**EXERCISE REQUIREMENTS:** Repeat the following data exactly, omitting pictures.

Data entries
====================

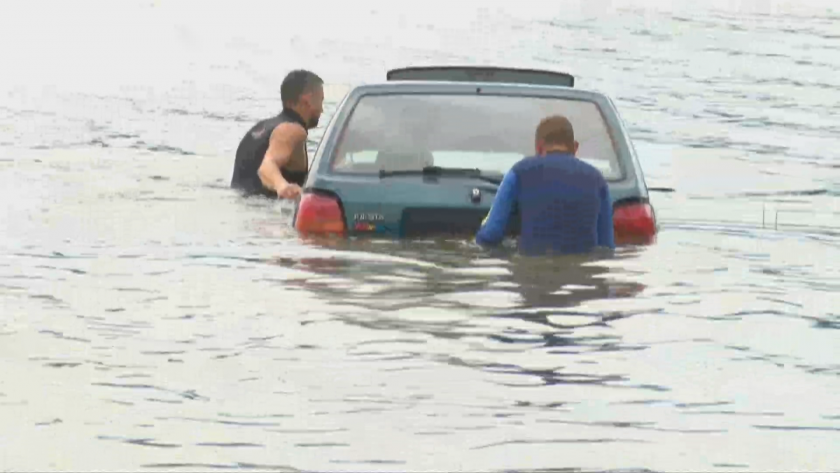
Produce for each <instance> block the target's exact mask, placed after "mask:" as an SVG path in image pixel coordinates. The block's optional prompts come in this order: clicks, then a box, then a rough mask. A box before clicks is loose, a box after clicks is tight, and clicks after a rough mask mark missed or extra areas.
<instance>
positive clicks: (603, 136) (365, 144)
mask: <svg viewBox="0 0 840 473" xmlns="http://www.w3.org/2000/svg"><path fill="white" fill-rule="evenodd" d="M556 114H560V115H564V116H566V117H567V118H568V119H569V120H570V121H571V122H572V126H573V127H574V131H575V139H577V141H578V142H579V143H580V148H579V149H578V153H577V156H578V157H579V158H581V159H583V160H584V161H586V162H589V163H590V164H592V165H594V166H595V167H596V168H598V169H599V170H600V171H601V172H602V174H603V175H604V177H605V178H606V179H607V180H617V179H620V178H621V167H620V166H619V163H618V157H617V155H616V152H615V148H614V147H613V142H612V139H611V138H610V134H609V131H608V128H607V127H608V125H607V123H606V122H605V121H604V117H603V115H602V114H601V112H600V109H599V108H598V105H597V104H596V103H594V102H590V101H584V100H574V99H567V98H546V97H522V96H499V95H477V94H471V95H451V94H447V95H420V94H388V95H368V96H364V97H362V98H361V99H360V100H359V102H358V103H357V104H356V106H355V108H354V109H353V113H352V114H351V116H350V119H349V120H348V122H347V124H346V125H345V128H344V130H343V132H342V133H341V136H340V139H339V142H338V146H337V147H336V153H335V154H334V156H333V158H332V162H331V168H332V170H333V172H338V173H361V174H368V173H371V174H372V173H378V172H379V171H380V170H415V169H416V170H420V169H422V168H423V167H424V166H431V165H434V166H440V167H453V168H478V169H481V170H482V171H487V172H498V173H504V172H507V170H508V169H510V167H511V166H513V165H514V164H516V162H517V161H519V160H521V159H522V158H524V157H526V156H531V155H533V154H534V152H535V151H534V134H535V132H536V129H537V125H538V124H539V122H540V120H542V119H543V118H545V117H547V116H550V115H556Z"/></svg>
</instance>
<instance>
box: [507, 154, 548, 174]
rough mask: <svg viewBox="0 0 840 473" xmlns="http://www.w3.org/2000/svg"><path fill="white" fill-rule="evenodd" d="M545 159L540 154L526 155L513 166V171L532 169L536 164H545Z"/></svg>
mask: <svg viewBox="0 0 840 473" xmlns="http://www.w3.org/2000/svg"><path fill="white" fill-rule="evenodd" d="M544 162H545V161H544V160H543V159H542V158H540V157H539V156H526V157H524V158H522V159H520V160H519V161H518V162H517V163H516V164H514V165H513V166H512V167H511V171H514V172H520V171H524V170H526V169H530V168H532V167H534V166H539V165H541V164H543V163H544Z"/></svg>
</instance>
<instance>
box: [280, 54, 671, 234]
mask: <svg viewBox="0 0 840 473" xmlns="http://www.w3.org/2000/svg"><path fill="white" fill-rule="evenodd" d="M553 114H562V115H565V116H566V117H567V118H569V120H570V121H571V122H572V124H573V126H574V129H575V136H576V139H577V140H578V142H579V143H580V148H579V150H578V153H577V156H578V158H580V159H582V160H585V161H587V162H589V163H591V164H592V165H594V166H595V167H597V168H598V169H599V170H601V172H602V173H603V175H604V178H605V179H606V180H607V182H608V184H609V186H610V192H611V196H612V199H613V221H614V226H615V235H616V241H617V243H623V242H634V243H645V242H651V241H653V239H654V238H655V235H656V231H657V225H656V217H655V213H654V210H653V208H652V207H651V204H650V201H649V199H648V190H647V187H646V185H645V180H644V175H643V173H642V168H641V166H640V165H639V161H638V159H637V157H636V153H635V150H634V148H633V145H632V143H631V141H630V139H629V137H628V135H627V132H626V129H625V127H624V124H623V123H622V120H621V118H620V116H619V113H618V111H617V109H616V107H615V105H614V103H613V102H612V100H611V99H610V98H609V97H607V96H605V95H604V94H601V93H597V92H592V91H586V90H580V89H576V88H574V77H572V76H571V75H569V74H566V73H559V72H551V71H540V70H524V69H502V68H490V67H422V68H405V69H395V70H392V71H389V72H388V76H387V80H386V81H385V82H382V83H376V84H366V85H360V86H357V87H355V88H354V89H353V90H351V91H350V92H349V93H348V94H347V95H346V96H345V97H344V99H343V101H342V102H341V103H340V104H339V106H338V108H337V110H336V113H335V114H334V115H333V117H332V119H331V121H330V123H329V124H328V125H327V127H326V129H325V131H324V135H323V138H322V139H321V142H320V144H319V146H318V149H317V151H316V153H315V155H314V157H313V159H312V162H311V163H310V171H309V175H308V178H307V180H306V183H305V184H304V189H303V195H302V197H301V200H300V202H299V204H298V206H297V208H296V211H295V214H294V217H293V218H294V225H295V228H296V229H297V230H298V231H299V232H300V233H302V234H339V235H345V236H354V235H376V236H389V237H396V238H414V237H431V236H443V235H459V236H465V237H471V236H473V235H475V233H476V232H477V231H478V229H479V228H480V226H481V223H482V220H483V219H484V218H485V217H486V216H487V213H488V212H489V210H490V206H491V205H492V203H493V198H494V196H495V193H496V190H497V188H498V186H499V184H500V183H501V180H502V177H503V176H504V173H505V172H506V171H507V170H508V169H510V167H511V166H513V165H514V164H515V163H516V162H517V161H519V160H521V159H522V158H524V157H526V156H530V155H533V154H534V136H535V130H536V128H537V125H538V124H539V122H540V120H542V119H543V118H545V117H546V116H548V115H553ZM507 231H508V234H509V235H510V236H514V237H515V236H516V235H517V234H518V232H519V219H518V218H516V216H514V218H512V219H511V222H510V225H509V227H508V230H507Z"/></svg>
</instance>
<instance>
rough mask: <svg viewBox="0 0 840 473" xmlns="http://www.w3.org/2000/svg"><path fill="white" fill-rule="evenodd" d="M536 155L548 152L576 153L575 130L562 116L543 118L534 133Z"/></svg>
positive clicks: (543, 153) (566, 119) (556, 116)
mask: <svg viewBox="0 0 840 473" xmlns="http://www.w3.org/2000/svg"><path fill="white" fill-rule="evenodd" d="M535 138H536V148H537V154H539V155H545V154H546V153H550V152H566V153H572V154H574V153H576V152H577V148H578V143H577V141H575V130H574V128H572V122H570V121H569V119H568V118H566V117H564V116H562V115H552V116H550V117H546V118H544V119H543V120H542V121H541V122H540V124H539V126H537V133H536V137H535Z"/></svg>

====================

**RESPONSE:**
Produce for each <instance> block the target's exact mask, placed after "mask:" as an SVG path in image pixel coordinates. The block's optional prompts come in this order: clicks, then a box, then a rough mask. A box before clicks is loose, a box after clicks is tight, and clicks after a rough mask mark missed or extra areas.
<instance>
positive clicks: (603, 136) (365, 144)
mask: <svg viewBox="0 0 840 473" xmlns="http://www.w3.org/2000/svg"><path fill="white" fill-rule="evenodd" d="M556 114H560V115H564V116H566V117H567V118H568V119H569V120H570V121H571V122H572V126H573V127H574V131H575V139H577V141H578V142H579V143H580V148H579V149H578V153H577V156H578V157H579V158H581V159H583V160H584V161H586V162H589V163H590V164H592V165H594V166H595V167H596V168H598V169H599V170H600V171H601V172H602V174H603V175H604V177H605V178H606V179H607V180H617V179H620V178H621V167H620V166H619V163H618V157H617V155H616V152H615V148H614V147H613V142H612V139H611V138H610V134H609V131H608V128H607V127H608V125H607V123H606V122H605V121H604V117H603V115H602V114H601V112H600V109H599V108H598V105H597V104H596V103H594V102H590V101H584V100H574V99H567V98H546V97H522V96H499V95H477V94H471V95H451V94H447V95H420V94H388V95H368V96H364V97H362V98H361V99H360V100H359V102H358V103H357V104H356V106H355V108H354V109H353V113H352V114H351V116H350V119H349V120H348V122H347V124H346V125H345V128H344V130H343V132H342V133H341V136H340V139H339V142H338V146H337V147H336V153H335V154H334V156H333V158H332V162H331V168H332V170H333V172H338V173H361V174H368V173H371V174H372V173H378V172H379V171H380V170H415V169H416V170H420V169H422V168H423V167H424V166H431V165H434V166H440V167H453V168H478V169H481V170H482V171H487V172H498V173H504V172H507V170H508V169H510V167H511V166H513V165H514V164H516V162H517V161H519V160H521V159H522V158H524V157H526V156H531V155H533V154H534V152H535V151H534V134H535V132H536V129H537V125H538V124H539V122H540V120H542V119H543V118H545V117H547V116H550V115H556Z"/></svg>
</instance>
<instance>
box: [507, 154, 548, 174]
rough mask: <svg viewBox="0 0 840 473" xmlns="http://www.w3.org/2000/svg"><path fill="white" fill-rule="evenodd" d="M545 159L540 154L526 155L513 166V171L532 169L536 164H545Z"/></svg>
mask: <svg viewBox="0 0 840 473" xmlns="http://www.w3.org/2000/svg"><path fill="white" fill-rule="evenodd" d="M544 162H545V161H544V160H543V159H542V158H540V157H539V156H526V157H524V158H522V159H520V160H519V161H518V162H517V163H516V164H514V165H513V166H512V167H511V171H514V172H520V171H524V170H526V169H530V168H532V167H534V166H539V165H541V164H543V163H544Z"/></svg>
</instance>
<instance>
box: [280, 54, 671, 234]
mask: <svg viewBox="0 0 840 473" xmlns="http://www.w3.org/2000/svg"><path fill="white" fill-rule="evenodd" d="M553 114H562V115H565V116H566V117H567V118H569V120H570V121H571V122H572V124H573V126H574V129H575V136H576V139H577V140H578V142H579V143H580V148H579V150H578V153H577V156H578V158H580V159H582V160H585V161H587V162H589V163H591V164H592V165H594V166H595V167H597V168H598V169H599V170H601V172H602V173H603V175H604V178H605V179H606V180H607V182H608V184H609V186H610V192H611V196H612V199H613V221H614V226H615V235H616V241H617V243H623V242H634V243H645V242H651V241H653V239H654V238H655V235H656V231H657V225H656V217H655V213H654V210H653V208H652V207H651V204H650V201H649V199H648V190H647V187H646V185H645V180H644V175H643V173H642V168H641V166H640V165H639V161H638V159H637V157H636V153H635V150H634V148H633V145H632V143H631V141H630V139H629V137H628V135H627V132H626V129H625V127H624V124H623V123H622V120H621V118H620V116H619V113H618V111H617V109H616V107H615V105H614V103H613V102H612V100H611V99H610V98H609V97H607V96H605V95H604V94H601V93H597V92H592V91H586V90H580V89H576V88H574V77H572V76H571V75H569V74H566V73H559V72H551V71H540V70H524V69H502V68H490V67H422V68H405V69H395V70H392V71H389V72H388V76H387V80H386V81H385V82H382V83H376V84H366V85H360V86H357V87H355V88H354V89H353V90H351V91H350V92H349V93H348V94H347V95H346V96H345V97H344V99H343V101H342V102H341V103H340V104H339V106H338V108H337V110H336V113H335V114H334V115H333V117H332V119H331V121H330V123H329V124H328V125H327V127H326V129H325V131H324V135H323V138H322V139H321V142H320V144H319V146H318V149H317V151H316V153H315V155H314V157H313V159H312V162H311V163H310V171H309V175H308V178H307V180H306V183H305V184H304V189H303V195H302V197H301V200H300V202H299V204H298V206H297V208H296V211H295V214H294V217H293V218H294V225H295V228H296V229H297V230H298V231H299V232H300V233H302V234H339V235H345V236H354V235H376V236H389V237H396V238H414V237H431V236H443V235H459V236H465V237H471V236H473V235H475V233H476V232H477V231H478V229H479V228H480V226H481V223H482V220H483V219H484V218H485V217H486V216H487V213H488V212H489V210H490V206H491V205H492V203H493V198H494V196H495V193H496V190H497V188H498V186H499V184H500V183H501V180H502V177H503V176H504V173H505V172H506V171H507V170H508V169H510V167H511V166H513V165H514V164H515V163H516V162H517V161H519V160H521V159H522V158H524V157H526V156H530V155H533V154H534V136H535V130H536V128H537V125H538V124H539V122H540V120H542V119H543V118H545V117H546V116H548V115H553ZM507 231H508V234H509V235H510V236H514V237H515V236H516V235H517V234H518V232H519V219H518V218H516V216H514V218H512V219H511V222H510V225H509V227H508V230H507Z"/></svg>
</instance>
<instance>
rough mask: <svg viewBox="0 0 840 473" xmlns="http://www.w3.org/2000/svg"><path fill="white" fill-rule="evenodd" d="M536 155L548 152L576 153L575 130L562 116L543 118L534 133Z"/></svg>
positive clicks: (543, 153) (566, 119) (556, 116)
mask: <svg viewBox="0 0 840 473" xmlns="http://www.w3.org/2000/svg"><path fill="white" fill-rule="evenodd" d="M535 138H536V148H537V154H539V155H545V154H546V153H550V152H566V153H572V154H574V153H576V152H577V148H578V143H577V141H575V130H574V128H572V122H570V121H569V119H568V118H566V117H564V116H562V115H552V116H550V117H546V118H544V119H543V120H542V121H541V122H540V124H539V126H537V133H536V137H535Z"/></svg>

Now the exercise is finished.